После каждого перехода армия разбивала походный лагерь, который, как и во времена принципата, окружали рвом (fossa) (Amm., XVIII, 2, 11; Zos., II, 48, 4) и земляным валом с палисадом (Amm., XXIV, 1, 7; XXV, 3, 1). Лагерь по-прежнему имел четверо ворот, главные из которых — преторианские (porta praetoria) — вели к месту, где находилась палатка командующего армией (Amm., XXV, 6, 7)[620]. В эпоху Поздней империи римляне могли разбивать и более простой лагерь без вала и рва. Такой лагерь имел форму круга, а единственной его защитой была стена из щитов (Amm., XXIV, 8, 7)[621].

5. ТАКТИЧЕСКИЕ ПРИЕМЫ

Изменение тактики пехоты. Вооружение легионеров конца республики — начала принципата было идеально приспособлено к тактическим приемам, сформировавшимся у римлян в процессе борьбы за гегемонию в Средиземноморье. В соответствии с традиционной когортной тактикой солдаты каждой когорты выстраивались в три линии: гастаты впереди, за ними принципы и позади всех триарии. В свою очередь когорты также строились в три линии. Между когортами существовали определенные интервалы. Подобная тактика давала максимальную гибкость всему построению, особенно когда сражение происходило на пересеченной местности[622].

Согласно утвердившейся практике, легионеры, прежде чем вступить с противником в рукопашную схватку, должны были забросать его строй пилумами. Чтобы получить максимальный эффект от броска тяжелого пилума, нужен был предварительный разбег[623]. Поэтому легионы Поздней республики были чрезвычайно мобильной структурой. Во время боя они не стояли на месте, ожидая приближения противника, а сами атаковали его. После залпа пилумов сразу же следовала рукопашная схватка. Римская военная доктрина требовала, чтобы солдаты наносили своими короткими мечами колющие удары, поскольку считалось, что именно они наиболее смертоносны (Veg., I, 12). Длинный меч был для подобного применения совершенно неприспособлен.

Вооруженный пилумом и гладиусом, защищенный массивным щитом (scutum) легионер конца республики и первого века Империи являл собой тип универсального бойца, для которого не подходили устоявшиеся понятия, делившие пехоту на тяжелую и легкую. Обычно считалось, что легкая пехота должна была завязывать бой, а от тяжелой требовалось отразить натиск противника и при этом не нарушить своих боевых порядков. Тактические приемы и вооружение римских легионеров позволяли им выполнять на поле сражения функции как легкой, так и тяжелой пехоты. Они образовывали достаточно свободные боевые порядки и сражались индивидуально, были хорошо защищены, чтобы выдерживать натиск тяжеловооруженного противника, и в то же время достаточно подвижны, даже для того чтобы преследовать отступающую легкую пехоту. Это давало легионам возможность действовать на поле боя и без поддержки кавалерии или легковооруженной пехоты[624].

*Письменное задание 1*.
Перескажите в виде краткого списка абзац отрывка, который начинается словами «Согласно утвердившейся практике». Сохраните его основные факты.
*Письменное задание 2*.
Верните из отрывка дословно весь текст от «5. ТАКТИЧЕСКИЕ ПРИЕМЫ» вниз до «на пересеченной местности[622].» включительно.

*Список пунктов*.
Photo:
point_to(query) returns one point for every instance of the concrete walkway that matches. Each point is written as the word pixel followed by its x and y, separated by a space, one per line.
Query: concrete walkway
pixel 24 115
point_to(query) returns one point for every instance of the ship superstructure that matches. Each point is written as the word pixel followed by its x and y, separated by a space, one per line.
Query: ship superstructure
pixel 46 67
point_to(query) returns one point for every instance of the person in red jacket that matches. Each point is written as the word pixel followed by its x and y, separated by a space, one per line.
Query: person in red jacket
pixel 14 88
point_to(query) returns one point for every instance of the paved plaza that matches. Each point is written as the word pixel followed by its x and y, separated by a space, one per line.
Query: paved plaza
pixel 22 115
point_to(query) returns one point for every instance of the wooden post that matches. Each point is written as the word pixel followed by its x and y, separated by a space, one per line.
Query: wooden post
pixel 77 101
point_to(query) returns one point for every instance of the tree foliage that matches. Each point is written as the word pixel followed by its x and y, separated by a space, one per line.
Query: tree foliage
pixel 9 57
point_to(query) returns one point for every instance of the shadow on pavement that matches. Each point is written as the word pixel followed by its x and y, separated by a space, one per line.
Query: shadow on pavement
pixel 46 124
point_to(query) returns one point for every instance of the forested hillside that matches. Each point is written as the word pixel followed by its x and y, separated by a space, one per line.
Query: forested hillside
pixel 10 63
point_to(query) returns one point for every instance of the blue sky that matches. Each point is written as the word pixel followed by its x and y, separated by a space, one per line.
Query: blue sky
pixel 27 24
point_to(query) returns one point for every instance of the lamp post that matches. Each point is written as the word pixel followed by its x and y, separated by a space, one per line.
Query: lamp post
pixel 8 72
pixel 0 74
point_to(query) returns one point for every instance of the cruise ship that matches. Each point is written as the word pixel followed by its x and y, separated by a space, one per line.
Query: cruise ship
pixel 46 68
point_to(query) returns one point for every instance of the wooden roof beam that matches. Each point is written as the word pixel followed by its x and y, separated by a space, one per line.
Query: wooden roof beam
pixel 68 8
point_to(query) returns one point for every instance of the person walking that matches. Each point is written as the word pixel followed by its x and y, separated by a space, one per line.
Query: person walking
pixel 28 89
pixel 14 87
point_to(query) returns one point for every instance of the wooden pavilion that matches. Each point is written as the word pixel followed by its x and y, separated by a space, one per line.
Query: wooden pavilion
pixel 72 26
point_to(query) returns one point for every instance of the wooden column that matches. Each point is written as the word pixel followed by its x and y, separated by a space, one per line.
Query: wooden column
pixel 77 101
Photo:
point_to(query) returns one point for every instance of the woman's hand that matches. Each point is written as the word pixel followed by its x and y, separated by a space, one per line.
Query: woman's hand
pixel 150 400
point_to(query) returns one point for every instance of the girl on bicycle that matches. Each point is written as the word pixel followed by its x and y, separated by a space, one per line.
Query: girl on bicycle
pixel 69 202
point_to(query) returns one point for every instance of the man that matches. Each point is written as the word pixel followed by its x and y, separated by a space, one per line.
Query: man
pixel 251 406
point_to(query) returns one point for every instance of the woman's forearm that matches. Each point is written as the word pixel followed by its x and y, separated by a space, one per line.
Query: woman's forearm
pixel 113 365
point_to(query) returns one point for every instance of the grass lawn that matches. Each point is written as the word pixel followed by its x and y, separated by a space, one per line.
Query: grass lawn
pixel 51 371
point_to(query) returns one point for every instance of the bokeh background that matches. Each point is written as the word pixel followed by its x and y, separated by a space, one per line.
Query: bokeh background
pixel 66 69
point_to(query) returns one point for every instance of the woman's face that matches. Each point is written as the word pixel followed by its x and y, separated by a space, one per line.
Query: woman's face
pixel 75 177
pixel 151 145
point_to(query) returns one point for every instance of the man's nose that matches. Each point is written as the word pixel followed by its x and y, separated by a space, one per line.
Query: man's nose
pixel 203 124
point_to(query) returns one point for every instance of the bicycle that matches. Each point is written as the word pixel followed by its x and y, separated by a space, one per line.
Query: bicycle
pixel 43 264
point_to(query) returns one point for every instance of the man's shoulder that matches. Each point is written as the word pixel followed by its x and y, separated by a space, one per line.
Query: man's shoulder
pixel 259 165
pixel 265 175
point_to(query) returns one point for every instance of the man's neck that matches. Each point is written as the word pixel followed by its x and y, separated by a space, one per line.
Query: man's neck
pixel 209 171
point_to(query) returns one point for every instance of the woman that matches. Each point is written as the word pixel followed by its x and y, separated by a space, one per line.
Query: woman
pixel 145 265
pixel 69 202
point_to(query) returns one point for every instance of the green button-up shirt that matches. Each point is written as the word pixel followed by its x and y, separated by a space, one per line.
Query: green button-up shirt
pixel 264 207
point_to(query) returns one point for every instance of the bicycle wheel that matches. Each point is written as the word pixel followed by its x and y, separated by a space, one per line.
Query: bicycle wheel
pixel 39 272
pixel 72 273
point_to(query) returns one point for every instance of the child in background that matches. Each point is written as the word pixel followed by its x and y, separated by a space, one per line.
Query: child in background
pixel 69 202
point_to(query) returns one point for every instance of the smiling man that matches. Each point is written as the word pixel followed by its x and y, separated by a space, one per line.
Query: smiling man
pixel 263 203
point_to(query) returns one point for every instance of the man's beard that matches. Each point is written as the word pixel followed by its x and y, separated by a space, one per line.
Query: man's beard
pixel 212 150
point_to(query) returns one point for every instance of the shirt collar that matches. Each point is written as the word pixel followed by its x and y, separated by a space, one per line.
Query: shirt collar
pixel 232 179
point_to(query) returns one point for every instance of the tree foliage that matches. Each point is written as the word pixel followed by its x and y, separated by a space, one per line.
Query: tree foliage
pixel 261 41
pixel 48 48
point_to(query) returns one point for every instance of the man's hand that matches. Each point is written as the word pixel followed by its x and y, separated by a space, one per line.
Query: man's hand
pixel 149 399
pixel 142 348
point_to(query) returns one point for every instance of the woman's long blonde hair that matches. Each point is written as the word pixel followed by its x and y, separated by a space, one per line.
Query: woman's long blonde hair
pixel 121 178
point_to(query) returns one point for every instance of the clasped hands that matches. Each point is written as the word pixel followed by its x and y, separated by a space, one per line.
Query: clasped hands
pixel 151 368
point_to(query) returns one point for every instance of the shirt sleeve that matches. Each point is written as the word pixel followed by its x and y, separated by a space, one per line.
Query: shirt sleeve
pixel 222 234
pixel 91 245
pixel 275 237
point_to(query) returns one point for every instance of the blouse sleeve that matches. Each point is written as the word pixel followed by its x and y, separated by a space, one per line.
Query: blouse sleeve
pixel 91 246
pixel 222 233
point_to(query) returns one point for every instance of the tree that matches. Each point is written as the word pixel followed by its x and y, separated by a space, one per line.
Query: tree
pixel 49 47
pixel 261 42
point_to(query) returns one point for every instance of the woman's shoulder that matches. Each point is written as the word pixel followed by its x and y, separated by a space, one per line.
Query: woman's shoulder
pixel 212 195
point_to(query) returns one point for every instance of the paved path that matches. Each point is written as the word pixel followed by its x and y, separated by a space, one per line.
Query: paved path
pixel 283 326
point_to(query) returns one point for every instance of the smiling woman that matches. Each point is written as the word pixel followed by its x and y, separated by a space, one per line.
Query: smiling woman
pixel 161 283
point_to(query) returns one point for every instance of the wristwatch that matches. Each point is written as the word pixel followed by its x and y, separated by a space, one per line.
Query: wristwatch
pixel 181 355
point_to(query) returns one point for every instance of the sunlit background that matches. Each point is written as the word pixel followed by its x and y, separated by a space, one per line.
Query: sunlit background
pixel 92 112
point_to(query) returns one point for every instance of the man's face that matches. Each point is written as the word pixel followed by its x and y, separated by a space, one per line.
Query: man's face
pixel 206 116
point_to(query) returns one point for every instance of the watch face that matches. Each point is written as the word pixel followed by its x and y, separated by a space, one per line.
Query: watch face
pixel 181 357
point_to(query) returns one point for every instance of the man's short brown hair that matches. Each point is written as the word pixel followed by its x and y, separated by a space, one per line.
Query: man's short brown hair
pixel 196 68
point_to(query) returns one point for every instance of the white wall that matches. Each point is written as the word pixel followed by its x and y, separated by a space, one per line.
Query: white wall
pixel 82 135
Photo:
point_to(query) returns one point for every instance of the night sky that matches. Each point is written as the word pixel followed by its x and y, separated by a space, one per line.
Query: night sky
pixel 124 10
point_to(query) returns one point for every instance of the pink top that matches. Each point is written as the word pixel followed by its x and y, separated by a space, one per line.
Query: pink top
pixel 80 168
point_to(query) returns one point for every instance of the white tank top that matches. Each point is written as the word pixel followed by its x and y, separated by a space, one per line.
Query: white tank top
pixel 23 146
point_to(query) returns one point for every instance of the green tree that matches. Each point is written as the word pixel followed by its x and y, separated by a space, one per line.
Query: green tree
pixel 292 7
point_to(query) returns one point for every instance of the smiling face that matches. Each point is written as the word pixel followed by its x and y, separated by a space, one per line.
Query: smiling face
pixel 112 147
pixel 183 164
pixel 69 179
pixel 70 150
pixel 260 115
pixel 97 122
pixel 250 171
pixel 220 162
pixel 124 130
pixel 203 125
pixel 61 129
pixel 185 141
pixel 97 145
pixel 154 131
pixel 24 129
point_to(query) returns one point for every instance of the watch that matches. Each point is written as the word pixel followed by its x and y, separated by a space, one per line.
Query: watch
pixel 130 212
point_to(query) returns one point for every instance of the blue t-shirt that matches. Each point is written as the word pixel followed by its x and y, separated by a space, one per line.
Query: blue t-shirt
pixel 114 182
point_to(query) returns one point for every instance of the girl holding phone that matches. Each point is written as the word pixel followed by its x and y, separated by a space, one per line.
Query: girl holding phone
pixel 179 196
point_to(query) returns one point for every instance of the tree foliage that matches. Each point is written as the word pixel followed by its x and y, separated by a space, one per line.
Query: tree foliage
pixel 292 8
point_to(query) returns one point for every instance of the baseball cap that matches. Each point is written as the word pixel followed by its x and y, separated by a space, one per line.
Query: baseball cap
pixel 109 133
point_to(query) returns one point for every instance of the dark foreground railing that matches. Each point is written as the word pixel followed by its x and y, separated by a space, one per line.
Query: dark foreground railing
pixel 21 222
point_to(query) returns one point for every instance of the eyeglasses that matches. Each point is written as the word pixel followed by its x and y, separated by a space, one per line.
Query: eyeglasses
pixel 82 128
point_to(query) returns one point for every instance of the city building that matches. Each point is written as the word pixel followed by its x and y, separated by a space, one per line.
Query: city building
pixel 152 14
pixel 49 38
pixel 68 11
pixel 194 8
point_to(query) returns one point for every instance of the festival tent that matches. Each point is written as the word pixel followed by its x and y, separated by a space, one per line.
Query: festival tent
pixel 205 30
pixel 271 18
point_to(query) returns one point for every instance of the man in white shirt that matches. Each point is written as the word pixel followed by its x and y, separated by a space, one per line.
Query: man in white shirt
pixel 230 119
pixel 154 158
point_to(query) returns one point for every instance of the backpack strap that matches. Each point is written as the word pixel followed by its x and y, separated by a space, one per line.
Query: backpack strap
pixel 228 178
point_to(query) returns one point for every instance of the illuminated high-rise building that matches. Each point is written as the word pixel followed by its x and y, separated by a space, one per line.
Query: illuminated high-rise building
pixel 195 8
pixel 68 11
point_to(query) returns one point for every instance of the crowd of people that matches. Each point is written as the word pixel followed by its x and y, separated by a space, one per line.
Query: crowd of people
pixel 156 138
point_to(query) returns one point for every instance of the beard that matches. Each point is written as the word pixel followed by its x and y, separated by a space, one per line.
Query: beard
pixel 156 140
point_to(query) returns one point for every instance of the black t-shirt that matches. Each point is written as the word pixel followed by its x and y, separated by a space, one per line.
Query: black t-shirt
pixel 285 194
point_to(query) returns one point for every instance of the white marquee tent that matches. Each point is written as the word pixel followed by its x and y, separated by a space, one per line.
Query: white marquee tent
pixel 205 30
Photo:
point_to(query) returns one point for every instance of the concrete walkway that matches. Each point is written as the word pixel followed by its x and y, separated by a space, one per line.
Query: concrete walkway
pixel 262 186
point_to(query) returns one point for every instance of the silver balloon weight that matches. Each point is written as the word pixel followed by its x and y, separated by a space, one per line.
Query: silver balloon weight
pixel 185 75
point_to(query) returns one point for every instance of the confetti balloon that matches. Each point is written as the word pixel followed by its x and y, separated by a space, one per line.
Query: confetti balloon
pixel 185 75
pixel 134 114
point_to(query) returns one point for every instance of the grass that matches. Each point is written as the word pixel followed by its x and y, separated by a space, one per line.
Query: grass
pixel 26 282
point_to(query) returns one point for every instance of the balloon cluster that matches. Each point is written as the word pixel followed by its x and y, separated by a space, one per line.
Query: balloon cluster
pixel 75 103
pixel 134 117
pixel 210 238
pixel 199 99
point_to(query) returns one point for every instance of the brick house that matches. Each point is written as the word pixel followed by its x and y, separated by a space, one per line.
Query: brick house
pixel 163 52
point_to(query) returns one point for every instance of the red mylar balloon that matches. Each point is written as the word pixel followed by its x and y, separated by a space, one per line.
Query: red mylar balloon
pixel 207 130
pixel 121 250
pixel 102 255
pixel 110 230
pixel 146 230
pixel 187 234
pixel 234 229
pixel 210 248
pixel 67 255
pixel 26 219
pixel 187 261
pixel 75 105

*Полное решение 1*.
- Перед рукопашной схваткой легионеры забрасывали строй противника пилумами.
- Тяжелый пилум давал наибольший эффект, если перед броском был разбег.
- Поэтому легионы Поздней республики были очень мобильны: в бою они не ждали противника на месте, а сами атаковали его.
- Сразу за залпом пилумов начиналась рукопашная.
- Римская военная доктрина требовала наносить короткими мечами колющие удары, которые считались самыми смертоносными (Veg., I, 12).
- Длинный меч для такого применения совсем не подходил.

*Полное решение 2*.
5. ТАКТИЧЕСКИЕ ПРИЕМЫ

Изменение тактики пехоты. Вооружение легионеров конца республики — начала принципата было идеально приспособлено к тактическим приемам, сформировавшимся у римлян в процессе борьбы за гегемонию в Средиземноморье. В соответствии с традиционной когортной тактикой солдаты каждой когорты выстраивались в три линии: гастаты впереди, за ними принципы и позади всех триарии. В свою очередь когорты также строились в три линии. Между когортами существовали определенные интервалы. Подобная тактика давала максимальную гибкость всему построению, особенно когда сражение происходило на пересеченной местности[622].